#### REQUIRED WORK:
Copy the lines from the one containing "Note: for every instance of the church" through the last line of the records, requests included. Shift every coordinate in the answers by adding -141 to it.

#### INPUT RECORDS:
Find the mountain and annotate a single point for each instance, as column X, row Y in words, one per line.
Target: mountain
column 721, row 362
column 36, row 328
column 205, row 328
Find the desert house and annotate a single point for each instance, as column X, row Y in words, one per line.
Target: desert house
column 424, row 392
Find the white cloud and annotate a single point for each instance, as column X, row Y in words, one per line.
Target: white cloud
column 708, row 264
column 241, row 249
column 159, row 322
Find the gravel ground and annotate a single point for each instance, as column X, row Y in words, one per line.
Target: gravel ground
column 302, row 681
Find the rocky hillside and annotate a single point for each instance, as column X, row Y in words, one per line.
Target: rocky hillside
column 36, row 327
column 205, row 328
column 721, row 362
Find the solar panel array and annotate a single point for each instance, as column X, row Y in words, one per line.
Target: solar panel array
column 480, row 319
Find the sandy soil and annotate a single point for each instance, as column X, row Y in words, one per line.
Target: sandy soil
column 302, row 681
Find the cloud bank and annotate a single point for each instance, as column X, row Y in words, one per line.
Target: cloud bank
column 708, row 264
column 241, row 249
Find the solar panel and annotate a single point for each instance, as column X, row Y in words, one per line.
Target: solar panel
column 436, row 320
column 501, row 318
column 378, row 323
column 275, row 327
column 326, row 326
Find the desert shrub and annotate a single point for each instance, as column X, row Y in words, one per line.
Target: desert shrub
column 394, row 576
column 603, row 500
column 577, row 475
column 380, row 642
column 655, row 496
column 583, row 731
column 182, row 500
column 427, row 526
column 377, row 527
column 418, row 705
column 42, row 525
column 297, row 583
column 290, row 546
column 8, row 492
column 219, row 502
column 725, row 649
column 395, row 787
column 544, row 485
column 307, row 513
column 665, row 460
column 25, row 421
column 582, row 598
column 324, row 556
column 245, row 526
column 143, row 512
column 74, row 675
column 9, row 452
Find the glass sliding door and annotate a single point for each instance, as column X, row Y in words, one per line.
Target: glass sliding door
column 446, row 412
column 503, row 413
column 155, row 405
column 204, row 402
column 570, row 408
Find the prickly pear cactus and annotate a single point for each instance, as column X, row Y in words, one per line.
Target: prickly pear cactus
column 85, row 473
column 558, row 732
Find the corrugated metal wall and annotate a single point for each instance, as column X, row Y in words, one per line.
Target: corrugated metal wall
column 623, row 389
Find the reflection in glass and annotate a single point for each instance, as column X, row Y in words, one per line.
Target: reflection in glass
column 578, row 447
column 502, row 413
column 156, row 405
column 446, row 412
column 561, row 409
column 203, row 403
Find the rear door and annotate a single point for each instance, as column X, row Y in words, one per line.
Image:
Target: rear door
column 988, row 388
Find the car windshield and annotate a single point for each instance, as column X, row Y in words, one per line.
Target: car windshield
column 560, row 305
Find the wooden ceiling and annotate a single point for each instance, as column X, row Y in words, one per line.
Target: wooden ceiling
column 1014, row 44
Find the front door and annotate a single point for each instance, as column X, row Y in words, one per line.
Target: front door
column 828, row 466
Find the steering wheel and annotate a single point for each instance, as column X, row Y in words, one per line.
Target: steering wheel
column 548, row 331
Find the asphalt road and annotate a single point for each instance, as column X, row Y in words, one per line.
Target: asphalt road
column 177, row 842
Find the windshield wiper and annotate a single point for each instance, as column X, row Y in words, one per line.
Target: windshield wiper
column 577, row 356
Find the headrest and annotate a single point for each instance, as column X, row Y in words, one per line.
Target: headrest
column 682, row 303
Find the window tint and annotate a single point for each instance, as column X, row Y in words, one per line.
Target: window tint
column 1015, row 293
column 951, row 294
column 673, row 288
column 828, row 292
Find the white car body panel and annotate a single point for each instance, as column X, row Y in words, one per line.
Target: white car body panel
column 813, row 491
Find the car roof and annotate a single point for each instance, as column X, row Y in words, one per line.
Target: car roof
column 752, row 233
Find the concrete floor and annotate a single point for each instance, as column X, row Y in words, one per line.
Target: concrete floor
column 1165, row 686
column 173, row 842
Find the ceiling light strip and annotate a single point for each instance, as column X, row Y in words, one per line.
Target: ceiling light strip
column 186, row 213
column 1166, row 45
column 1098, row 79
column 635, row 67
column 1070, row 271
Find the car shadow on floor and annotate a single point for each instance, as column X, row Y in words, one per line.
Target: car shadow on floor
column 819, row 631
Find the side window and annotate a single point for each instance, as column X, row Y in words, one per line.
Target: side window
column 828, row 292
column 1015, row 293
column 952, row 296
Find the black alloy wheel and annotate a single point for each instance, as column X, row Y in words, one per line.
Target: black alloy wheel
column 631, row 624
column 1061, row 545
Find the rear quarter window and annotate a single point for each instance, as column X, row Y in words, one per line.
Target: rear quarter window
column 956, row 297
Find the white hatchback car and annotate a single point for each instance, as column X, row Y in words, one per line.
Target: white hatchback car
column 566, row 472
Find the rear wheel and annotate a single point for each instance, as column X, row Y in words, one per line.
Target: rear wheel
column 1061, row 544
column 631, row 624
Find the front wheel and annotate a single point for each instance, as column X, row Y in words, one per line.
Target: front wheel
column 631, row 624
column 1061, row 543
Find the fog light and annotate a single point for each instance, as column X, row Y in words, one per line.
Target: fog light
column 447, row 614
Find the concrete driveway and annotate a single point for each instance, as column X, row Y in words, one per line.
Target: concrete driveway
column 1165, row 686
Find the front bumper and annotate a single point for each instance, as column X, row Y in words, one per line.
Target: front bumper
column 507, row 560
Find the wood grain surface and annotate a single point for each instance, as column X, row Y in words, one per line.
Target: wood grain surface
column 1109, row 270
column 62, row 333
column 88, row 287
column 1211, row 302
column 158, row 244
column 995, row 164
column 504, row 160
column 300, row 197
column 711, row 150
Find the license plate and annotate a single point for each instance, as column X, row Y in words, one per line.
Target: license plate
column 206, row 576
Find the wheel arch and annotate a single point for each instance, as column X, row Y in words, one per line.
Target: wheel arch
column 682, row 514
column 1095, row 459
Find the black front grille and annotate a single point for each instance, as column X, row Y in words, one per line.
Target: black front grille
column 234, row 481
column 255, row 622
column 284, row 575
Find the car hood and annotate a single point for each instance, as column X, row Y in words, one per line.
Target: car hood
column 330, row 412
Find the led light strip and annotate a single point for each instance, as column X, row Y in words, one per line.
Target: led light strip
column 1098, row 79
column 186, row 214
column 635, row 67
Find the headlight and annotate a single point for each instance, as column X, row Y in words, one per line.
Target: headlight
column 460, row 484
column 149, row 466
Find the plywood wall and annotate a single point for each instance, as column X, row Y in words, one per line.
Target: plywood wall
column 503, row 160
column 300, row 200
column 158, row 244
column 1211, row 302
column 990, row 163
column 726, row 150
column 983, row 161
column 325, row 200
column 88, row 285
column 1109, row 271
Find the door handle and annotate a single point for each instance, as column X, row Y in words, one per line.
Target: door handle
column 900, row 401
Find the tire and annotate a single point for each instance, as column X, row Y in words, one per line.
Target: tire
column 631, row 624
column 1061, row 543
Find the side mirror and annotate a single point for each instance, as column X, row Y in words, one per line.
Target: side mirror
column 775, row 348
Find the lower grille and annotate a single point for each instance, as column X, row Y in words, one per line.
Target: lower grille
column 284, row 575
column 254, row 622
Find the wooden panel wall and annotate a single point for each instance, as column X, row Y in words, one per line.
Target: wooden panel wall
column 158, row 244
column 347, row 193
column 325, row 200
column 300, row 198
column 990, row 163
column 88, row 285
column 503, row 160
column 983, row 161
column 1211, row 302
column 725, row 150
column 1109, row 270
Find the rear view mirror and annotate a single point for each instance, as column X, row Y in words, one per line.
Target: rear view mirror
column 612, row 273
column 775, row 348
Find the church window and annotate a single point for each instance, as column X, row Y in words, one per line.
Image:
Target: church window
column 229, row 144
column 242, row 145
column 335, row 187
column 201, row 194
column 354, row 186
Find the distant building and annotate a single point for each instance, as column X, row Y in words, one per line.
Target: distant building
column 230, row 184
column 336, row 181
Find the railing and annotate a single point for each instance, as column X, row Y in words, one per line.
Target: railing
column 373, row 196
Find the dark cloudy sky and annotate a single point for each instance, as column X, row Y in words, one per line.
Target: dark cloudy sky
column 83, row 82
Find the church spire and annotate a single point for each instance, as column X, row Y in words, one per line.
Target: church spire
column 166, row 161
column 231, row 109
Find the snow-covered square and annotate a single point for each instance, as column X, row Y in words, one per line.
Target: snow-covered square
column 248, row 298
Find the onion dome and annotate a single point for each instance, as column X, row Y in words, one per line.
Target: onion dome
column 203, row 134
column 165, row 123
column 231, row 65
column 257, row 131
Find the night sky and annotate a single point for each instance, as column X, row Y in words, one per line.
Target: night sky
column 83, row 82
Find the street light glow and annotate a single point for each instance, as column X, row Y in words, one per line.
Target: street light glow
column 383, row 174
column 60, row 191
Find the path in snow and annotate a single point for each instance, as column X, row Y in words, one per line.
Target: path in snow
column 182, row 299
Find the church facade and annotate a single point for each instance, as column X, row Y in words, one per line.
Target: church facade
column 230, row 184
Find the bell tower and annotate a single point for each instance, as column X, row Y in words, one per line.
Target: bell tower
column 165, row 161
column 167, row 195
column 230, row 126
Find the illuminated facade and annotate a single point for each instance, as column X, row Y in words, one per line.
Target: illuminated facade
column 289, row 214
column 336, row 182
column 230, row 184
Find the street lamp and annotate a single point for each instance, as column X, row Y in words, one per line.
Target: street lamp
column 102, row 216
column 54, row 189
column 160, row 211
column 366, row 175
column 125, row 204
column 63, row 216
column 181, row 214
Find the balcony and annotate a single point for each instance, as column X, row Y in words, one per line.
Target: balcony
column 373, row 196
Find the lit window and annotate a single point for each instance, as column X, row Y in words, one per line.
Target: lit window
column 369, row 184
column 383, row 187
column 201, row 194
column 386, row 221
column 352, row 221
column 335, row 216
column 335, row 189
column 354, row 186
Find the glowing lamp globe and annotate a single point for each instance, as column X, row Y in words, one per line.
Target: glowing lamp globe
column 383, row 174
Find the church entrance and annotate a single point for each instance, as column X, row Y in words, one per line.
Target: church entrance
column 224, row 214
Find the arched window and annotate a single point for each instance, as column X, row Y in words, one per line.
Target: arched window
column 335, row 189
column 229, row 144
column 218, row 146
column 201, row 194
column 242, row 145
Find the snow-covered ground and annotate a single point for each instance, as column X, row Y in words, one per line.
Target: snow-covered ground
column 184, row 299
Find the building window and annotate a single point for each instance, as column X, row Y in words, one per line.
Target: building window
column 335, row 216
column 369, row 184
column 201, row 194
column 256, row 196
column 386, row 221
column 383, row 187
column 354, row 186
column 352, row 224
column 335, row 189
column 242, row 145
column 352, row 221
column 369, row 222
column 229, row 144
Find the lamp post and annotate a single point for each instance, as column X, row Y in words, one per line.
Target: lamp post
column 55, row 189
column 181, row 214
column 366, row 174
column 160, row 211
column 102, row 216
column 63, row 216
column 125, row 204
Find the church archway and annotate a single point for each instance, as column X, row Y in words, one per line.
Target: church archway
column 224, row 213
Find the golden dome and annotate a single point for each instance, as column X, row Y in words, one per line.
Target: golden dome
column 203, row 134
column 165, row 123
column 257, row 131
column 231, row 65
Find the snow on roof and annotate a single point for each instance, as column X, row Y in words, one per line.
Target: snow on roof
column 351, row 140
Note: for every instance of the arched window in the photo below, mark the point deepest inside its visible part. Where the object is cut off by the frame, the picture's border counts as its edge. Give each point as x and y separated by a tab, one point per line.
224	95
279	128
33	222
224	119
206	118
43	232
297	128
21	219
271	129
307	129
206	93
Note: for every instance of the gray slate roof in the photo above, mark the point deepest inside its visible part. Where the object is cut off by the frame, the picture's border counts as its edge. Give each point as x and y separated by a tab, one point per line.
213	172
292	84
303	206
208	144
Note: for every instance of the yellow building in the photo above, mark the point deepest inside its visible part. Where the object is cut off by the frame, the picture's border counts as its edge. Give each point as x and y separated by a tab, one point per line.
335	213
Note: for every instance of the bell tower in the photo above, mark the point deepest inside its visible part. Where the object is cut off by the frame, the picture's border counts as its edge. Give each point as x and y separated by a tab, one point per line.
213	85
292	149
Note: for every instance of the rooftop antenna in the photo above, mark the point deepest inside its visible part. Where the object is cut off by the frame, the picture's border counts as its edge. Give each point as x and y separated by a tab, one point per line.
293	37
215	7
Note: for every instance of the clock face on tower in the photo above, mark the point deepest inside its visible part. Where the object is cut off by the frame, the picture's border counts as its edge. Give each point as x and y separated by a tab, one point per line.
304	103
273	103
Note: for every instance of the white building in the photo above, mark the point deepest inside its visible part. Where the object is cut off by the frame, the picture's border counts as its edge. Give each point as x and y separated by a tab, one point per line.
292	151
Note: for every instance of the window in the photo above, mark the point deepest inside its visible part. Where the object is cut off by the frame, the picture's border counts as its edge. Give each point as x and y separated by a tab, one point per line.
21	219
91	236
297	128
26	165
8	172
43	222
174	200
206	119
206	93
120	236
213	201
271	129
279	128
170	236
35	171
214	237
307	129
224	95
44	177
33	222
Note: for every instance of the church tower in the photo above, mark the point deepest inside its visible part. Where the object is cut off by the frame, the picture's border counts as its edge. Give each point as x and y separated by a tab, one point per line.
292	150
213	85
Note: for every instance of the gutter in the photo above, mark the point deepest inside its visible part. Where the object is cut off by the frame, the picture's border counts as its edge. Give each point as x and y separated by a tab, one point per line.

#### REPLY TO THE EXERCISE:
Note: for every instance of the church tower in the photo above, mark the point deepest inside its visible part. Where the object is cut off by the frame, the picture's border counts as its edge. Give each point as x and y separated by a tab, one point per line.
151	9
72	-56
Note: for every instance of the gutter in the photo above, mark the point deepest inside its visible part. Where the object is cut off by the frame, the picture's border counts as its edge. Give each point as x and y separated by a tab, one point per line.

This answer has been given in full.